=== Input data ===

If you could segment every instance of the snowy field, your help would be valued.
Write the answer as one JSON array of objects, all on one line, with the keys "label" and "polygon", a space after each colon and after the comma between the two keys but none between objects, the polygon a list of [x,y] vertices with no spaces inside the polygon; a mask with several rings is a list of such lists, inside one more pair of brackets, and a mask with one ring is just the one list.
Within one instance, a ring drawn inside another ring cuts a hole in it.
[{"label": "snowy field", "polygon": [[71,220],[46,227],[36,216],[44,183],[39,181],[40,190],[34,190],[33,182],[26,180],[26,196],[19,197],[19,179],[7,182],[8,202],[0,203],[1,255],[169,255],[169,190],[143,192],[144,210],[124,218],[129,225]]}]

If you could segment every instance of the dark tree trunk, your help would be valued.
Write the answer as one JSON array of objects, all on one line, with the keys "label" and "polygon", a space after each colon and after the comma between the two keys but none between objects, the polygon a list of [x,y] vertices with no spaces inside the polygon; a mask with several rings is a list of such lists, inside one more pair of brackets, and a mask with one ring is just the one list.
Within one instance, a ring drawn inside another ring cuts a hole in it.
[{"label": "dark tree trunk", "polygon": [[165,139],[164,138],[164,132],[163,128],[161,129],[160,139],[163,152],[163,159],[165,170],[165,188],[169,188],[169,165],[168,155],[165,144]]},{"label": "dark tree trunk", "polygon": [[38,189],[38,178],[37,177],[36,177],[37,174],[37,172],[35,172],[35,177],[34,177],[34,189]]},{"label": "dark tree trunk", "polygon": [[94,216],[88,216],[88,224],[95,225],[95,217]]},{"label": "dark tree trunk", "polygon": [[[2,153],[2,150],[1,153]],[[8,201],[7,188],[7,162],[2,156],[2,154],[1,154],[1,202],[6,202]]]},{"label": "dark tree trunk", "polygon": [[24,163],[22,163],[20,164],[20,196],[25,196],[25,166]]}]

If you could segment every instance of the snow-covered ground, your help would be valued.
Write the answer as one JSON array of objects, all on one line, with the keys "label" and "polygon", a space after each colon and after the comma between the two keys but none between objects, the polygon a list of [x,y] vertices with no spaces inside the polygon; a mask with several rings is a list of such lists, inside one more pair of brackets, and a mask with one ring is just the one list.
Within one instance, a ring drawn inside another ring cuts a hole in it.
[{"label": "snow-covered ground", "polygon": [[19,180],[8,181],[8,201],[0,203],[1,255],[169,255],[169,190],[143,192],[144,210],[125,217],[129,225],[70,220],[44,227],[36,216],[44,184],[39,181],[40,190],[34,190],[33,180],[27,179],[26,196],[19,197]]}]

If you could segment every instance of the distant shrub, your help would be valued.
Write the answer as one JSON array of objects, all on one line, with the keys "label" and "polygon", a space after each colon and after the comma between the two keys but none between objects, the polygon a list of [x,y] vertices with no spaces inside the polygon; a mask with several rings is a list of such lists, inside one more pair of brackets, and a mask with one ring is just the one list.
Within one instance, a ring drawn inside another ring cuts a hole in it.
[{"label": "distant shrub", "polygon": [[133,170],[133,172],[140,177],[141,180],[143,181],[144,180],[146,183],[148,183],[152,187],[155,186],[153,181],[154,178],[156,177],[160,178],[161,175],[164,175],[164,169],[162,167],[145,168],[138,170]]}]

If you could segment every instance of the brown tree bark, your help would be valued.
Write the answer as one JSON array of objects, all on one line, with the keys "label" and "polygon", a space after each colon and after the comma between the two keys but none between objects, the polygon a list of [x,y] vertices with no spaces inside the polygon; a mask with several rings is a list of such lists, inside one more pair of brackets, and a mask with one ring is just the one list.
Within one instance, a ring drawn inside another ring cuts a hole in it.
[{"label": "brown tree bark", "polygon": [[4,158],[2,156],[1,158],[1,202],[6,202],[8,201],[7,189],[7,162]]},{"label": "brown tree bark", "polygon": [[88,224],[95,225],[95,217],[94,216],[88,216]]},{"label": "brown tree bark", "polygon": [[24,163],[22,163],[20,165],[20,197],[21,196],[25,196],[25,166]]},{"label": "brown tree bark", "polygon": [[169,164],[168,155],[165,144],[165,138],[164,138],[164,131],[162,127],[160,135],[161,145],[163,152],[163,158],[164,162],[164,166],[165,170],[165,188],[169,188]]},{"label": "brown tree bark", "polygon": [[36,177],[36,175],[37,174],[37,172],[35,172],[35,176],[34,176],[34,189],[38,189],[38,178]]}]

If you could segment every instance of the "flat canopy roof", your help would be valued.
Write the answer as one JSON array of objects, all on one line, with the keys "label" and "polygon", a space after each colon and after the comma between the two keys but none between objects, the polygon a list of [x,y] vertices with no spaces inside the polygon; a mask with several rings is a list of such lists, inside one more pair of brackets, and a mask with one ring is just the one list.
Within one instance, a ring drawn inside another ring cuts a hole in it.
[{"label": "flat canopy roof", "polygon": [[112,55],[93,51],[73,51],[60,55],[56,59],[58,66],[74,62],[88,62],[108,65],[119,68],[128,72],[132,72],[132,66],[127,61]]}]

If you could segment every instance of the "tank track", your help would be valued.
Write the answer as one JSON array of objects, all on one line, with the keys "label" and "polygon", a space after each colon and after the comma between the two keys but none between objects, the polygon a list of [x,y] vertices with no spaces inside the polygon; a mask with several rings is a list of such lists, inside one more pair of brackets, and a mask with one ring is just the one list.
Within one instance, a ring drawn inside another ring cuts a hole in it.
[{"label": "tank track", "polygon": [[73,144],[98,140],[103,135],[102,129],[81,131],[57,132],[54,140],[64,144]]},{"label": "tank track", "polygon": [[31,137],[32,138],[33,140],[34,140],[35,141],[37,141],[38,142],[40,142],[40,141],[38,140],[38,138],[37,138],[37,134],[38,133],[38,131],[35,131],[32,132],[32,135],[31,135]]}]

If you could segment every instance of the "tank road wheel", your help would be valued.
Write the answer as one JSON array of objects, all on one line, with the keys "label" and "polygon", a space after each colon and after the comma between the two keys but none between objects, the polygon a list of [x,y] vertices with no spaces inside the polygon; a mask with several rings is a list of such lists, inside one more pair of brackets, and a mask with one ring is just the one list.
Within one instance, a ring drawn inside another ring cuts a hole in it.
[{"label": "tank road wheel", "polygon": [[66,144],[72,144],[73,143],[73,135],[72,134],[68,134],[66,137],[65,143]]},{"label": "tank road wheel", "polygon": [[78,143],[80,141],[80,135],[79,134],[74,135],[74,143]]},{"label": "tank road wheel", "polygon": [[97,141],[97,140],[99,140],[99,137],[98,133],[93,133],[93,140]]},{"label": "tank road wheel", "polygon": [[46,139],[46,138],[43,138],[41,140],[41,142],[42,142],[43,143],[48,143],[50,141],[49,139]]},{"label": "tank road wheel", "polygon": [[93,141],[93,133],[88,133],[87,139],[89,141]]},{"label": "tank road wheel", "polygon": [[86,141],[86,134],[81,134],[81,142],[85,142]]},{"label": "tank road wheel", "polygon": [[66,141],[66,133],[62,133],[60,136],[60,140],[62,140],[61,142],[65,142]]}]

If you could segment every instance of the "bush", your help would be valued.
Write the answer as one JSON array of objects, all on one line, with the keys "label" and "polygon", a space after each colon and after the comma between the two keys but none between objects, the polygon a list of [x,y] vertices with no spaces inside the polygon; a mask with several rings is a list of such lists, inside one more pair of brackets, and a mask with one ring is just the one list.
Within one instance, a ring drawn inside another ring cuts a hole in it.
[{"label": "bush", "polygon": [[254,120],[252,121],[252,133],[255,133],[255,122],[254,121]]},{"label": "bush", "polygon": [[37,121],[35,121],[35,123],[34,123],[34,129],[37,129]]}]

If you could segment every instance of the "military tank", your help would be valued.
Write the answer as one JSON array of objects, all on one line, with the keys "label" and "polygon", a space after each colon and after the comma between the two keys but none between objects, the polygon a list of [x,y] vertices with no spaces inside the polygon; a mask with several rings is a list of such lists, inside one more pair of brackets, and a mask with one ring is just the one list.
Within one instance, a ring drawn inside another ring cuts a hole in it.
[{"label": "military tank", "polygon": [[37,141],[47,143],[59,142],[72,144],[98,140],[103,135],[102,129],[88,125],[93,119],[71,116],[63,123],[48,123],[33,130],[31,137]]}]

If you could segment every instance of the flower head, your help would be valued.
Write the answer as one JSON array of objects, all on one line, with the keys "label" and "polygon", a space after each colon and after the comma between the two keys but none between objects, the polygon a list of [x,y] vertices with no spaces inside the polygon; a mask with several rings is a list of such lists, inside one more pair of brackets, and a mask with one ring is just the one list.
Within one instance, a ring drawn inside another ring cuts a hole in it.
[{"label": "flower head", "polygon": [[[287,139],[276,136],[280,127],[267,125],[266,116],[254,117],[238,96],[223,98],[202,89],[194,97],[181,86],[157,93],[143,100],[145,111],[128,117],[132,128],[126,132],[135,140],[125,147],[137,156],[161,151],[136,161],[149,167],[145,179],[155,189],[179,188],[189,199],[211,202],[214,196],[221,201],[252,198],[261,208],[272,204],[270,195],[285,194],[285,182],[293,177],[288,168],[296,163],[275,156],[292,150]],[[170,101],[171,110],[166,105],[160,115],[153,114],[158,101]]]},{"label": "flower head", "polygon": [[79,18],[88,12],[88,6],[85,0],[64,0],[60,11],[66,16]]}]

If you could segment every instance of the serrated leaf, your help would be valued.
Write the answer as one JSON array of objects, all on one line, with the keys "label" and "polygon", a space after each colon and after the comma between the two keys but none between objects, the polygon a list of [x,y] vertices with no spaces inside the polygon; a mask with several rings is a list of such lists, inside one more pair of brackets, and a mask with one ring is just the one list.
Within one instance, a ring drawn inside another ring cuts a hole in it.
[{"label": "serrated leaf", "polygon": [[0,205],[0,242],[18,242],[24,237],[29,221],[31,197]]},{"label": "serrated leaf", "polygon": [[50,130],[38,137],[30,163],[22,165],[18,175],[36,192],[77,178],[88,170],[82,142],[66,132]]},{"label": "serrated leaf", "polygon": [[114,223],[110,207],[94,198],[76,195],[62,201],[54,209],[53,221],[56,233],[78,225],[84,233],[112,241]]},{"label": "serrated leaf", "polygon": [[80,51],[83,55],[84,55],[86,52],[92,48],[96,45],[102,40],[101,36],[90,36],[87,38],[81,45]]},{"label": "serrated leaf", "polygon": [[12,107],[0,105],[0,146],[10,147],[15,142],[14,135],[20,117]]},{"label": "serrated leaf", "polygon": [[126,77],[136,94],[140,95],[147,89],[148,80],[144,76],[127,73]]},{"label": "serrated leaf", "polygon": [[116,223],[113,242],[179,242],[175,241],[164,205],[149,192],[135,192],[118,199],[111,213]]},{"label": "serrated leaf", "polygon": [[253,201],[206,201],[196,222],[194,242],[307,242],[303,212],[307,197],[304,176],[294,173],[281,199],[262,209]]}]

===

Pull out every line in the rows above that contains the word "snowy".

**Exercise response**
If you could segment every instance of the snowy field, your help would be valued.
[{"label": "snowy field", "polygon": [[71,220],[46,227],[36,216],[44,183],[39,181],[40,190],[34,190],[33,182],[26,180],[26,196],[19,197],[19,179],[7,182],[8,202],[0,203],[1,255],[169,255],[169,190],[143,192],[144,210],[124,218],[129,225]]}]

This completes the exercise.